### WHAT IS NEEDED
Pick out every line of the records below that includes the word "wooden", and copy each of those lines.

### STORED ROWS
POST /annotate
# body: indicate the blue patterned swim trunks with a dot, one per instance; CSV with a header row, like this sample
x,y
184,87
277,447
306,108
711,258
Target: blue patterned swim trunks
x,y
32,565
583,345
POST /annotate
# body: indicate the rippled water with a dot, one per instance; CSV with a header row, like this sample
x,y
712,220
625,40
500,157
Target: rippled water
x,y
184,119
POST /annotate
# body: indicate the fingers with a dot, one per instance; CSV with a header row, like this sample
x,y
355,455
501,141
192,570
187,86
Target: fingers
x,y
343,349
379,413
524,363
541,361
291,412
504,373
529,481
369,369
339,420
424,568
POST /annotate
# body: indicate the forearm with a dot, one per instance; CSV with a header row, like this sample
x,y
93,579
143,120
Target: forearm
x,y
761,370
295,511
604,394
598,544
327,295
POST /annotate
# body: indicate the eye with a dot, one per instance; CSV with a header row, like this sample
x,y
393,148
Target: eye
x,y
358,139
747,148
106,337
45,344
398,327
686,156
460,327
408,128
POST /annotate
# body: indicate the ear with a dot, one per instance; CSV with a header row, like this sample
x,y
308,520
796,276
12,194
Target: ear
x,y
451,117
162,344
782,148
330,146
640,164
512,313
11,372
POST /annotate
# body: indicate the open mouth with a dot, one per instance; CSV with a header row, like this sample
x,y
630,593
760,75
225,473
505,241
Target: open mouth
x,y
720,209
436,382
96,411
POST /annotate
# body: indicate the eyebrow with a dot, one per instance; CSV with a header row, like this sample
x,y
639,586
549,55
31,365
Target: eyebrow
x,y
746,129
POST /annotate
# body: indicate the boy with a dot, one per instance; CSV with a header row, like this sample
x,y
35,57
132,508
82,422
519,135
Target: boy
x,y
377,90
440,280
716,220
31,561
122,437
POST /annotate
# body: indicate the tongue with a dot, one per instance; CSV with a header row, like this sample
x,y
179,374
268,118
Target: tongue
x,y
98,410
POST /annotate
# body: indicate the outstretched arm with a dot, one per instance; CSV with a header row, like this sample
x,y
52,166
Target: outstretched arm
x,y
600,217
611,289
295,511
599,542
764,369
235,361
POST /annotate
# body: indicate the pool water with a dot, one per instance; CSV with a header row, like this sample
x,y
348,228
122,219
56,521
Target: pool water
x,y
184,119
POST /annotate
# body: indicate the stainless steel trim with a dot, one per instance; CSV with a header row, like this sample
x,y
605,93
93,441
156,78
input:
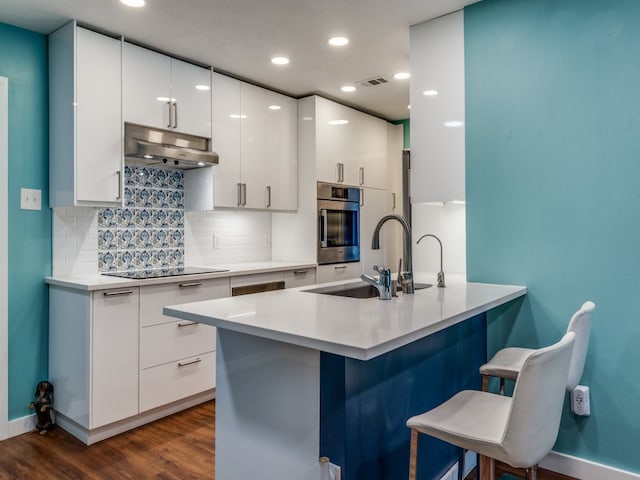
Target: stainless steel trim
x,y
190,362
186,324
118,293
156,147
325,227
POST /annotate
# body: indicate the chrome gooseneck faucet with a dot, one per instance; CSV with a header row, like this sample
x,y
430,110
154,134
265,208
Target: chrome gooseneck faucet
x,y
404,278
441,272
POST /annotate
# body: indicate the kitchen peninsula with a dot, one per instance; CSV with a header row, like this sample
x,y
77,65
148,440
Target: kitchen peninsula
x,y
302,374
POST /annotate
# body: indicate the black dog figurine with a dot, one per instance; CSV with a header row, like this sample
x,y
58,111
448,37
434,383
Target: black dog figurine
x,y
43,405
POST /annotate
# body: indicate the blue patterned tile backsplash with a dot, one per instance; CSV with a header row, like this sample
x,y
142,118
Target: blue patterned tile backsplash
x,y
148,232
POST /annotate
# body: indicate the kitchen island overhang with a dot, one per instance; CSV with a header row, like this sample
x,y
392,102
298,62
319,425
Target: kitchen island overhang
x,y
301,375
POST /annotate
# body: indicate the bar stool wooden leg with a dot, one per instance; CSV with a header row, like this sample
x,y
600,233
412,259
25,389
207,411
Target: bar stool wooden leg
x,y
413,456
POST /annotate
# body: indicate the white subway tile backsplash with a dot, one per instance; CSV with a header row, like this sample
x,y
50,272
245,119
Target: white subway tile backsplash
x,y
185,237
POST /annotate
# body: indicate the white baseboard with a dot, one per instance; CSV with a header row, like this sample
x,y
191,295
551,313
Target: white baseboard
x,y
584,469
22,425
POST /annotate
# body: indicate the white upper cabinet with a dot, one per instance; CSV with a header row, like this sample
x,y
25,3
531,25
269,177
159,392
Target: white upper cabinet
x,y
281,151
166,93
437,110
255,135
351,146
85,149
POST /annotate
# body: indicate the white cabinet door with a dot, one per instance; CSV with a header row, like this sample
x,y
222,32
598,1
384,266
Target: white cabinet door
x,y
85,149
227,120
98,137
252,146
146,87
191,89
281,153
334,128
114,356
437,121
370,156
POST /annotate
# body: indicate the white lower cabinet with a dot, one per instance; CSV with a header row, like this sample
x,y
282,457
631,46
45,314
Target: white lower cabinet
x,y
114,356
173,381
177,358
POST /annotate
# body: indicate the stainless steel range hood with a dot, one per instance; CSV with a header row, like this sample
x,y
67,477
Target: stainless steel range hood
x,y
164,148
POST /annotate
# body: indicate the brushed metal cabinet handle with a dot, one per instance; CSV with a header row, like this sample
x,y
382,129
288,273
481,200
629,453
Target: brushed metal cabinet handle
x,y
175,114
186,324
190,362
118,293
119,173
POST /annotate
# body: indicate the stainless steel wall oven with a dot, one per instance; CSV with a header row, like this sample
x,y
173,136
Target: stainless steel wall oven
x,y
338,223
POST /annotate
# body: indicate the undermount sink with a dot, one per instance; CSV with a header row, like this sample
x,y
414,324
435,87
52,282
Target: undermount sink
x,y
356,290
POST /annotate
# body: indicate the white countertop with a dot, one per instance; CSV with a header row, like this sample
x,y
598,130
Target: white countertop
x,y
96,281
356,328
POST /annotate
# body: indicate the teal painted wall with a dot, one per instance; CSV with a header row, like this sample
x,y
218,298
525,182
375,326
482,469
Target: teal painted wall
x,y
23,59
553,192
406,137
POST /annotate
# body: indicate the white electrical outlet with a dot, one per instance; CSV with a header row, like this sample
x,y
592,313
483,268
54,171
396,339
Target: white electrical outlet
x,y
30,199
580,400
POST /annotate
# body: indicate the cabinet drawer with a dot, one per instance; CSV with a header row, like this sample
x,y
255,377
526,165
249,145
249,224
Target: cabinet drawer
x,y
300,278
154,298
174,341
176,380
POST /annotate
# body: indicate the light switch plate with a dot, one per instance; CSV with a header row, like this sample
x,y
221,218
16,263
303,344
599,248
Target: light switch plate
x,y
30,199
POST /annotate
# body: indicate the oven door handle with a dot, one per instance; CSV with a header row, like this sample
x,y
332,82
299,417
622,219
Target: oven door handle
x,y
324,225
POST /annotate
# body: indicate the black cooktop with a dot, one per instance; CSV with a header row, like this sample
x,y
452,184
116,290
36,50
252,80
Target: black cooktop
x,y
163,272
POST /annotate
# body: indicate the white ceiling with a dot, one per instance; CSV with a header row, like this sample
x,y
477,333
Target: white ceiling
x,y
240,36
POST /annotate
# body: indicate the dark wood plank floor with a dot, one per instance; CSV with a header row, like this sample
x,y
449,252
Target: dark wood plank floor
x,y
178,447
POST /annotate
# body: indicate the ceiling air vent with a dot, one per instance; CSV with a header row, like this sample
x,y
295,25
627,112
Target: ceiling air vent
x,y
373,82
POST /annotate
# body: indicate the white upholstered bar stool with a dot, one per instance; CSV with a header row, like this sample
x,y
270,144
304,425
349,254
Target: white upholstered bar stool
x,y
506,363
519,430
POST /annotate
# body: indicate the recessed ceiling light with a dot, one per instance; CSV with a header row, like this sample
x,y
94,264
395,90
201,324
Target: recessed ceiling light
x,y
279,60
338,41
133,3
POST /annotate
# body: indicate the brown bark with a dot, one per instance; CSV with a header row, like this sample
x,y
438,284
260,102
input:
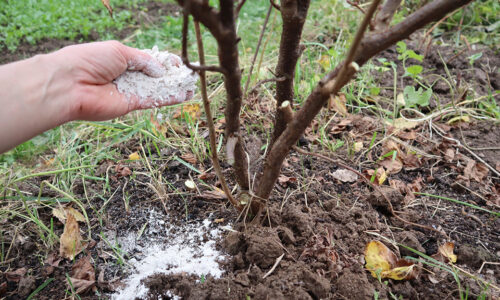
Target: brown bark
x,y
386,13
294,13
222,26
370,45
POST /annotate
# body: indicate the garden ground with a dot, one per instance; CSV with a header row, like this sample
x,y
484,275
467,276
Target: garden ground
x,y
129,177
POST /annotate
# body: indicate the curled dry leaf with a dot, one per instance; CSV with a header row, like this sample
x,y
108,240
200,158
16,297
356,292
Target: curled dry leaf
x,y
15,276
345,175
216,194
393,166
190,158
70,240
445,253
383,263
379,176
61,213
134,156
108,7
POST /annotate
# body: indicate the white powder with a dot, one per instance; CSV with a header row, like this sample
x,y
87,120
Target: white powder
x,y
177,84
185,252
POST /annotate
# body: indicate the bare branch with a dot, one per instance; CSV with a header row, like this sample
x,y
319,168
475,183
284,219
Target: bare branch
x,y
370,45
275,5
249,78
356,5
294,13
185,58
384,16
210,122
263,81
240,5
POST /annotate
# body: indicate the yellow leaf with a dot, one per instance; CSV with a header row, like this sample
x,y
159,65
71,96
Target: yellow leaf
x,y
378,258
458,119
134,156
62,214
382,175
193,110
71,240
337,103
446,250
324,62
108,7
383,263
358,146
399,273
401,123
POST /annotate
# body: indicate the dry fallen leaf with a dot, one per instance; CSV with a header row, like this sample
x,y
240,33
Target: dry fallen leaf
x,y
61,213
383,263
476,170
193,110
393,166
82,275
358,146
108,7
16,275
71,240
380,175
189,157
337,103
134,156
345,175
445,253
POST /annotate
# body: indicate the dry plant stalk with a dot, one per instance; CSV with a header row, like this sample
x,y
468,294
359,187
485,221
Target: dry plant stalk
x,y
289,125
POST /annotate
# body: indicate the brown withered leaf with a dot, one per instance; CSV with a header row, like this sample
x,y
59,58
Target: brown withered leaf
x,y
15,276
445,253
345,175
83,275
337,103
61,213
122,171
476,170
383,263
71,240
216,194
407,135
189,157
108,7
449,154
284,180
393,166
341,126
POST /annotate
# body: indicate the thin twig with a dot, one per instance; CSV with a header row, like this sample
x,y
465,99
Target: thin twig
x,y
185,58
249,77
210,122
334,85
275,5
240,5
261,82
373,186
356,5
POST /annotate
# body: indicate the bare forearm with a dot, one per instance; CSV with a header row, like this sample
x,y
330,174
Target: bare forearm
x,y
31,100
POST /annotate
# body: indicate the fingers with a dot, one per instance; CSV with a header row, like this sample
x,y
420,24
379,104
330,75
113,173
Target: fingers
x,y
140,61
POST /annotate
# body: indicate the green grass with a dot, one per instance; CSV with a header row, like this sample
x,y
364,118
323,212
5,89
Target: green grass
x,y
71,152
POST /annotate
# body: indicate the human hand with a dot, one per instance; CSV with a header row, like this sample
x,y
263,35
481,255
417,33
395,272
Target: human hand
x,y
86,72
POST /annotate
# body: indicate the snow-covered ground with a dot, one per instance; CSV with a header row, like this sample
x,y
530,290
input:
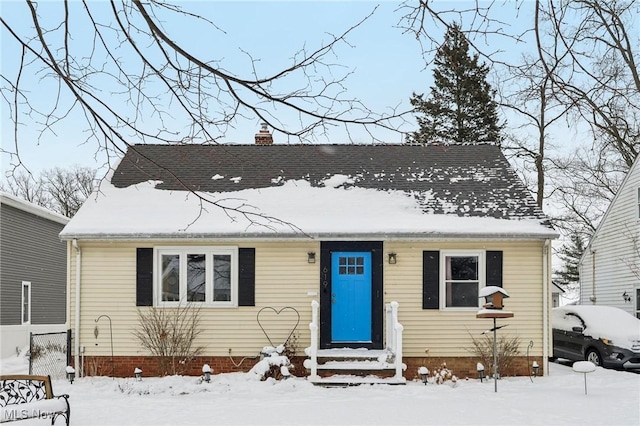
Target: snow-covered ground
x,y
240,399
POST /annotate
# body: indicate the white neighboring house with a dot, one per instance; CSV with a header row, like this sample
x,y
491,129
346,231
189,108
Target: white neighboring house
x,y
556,294
610,265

### THE REPLY
# body: indicate the bar stool wooden leg with a dot, one per instance; CSV with a header row, like this sample
Target: bar stool wooden leg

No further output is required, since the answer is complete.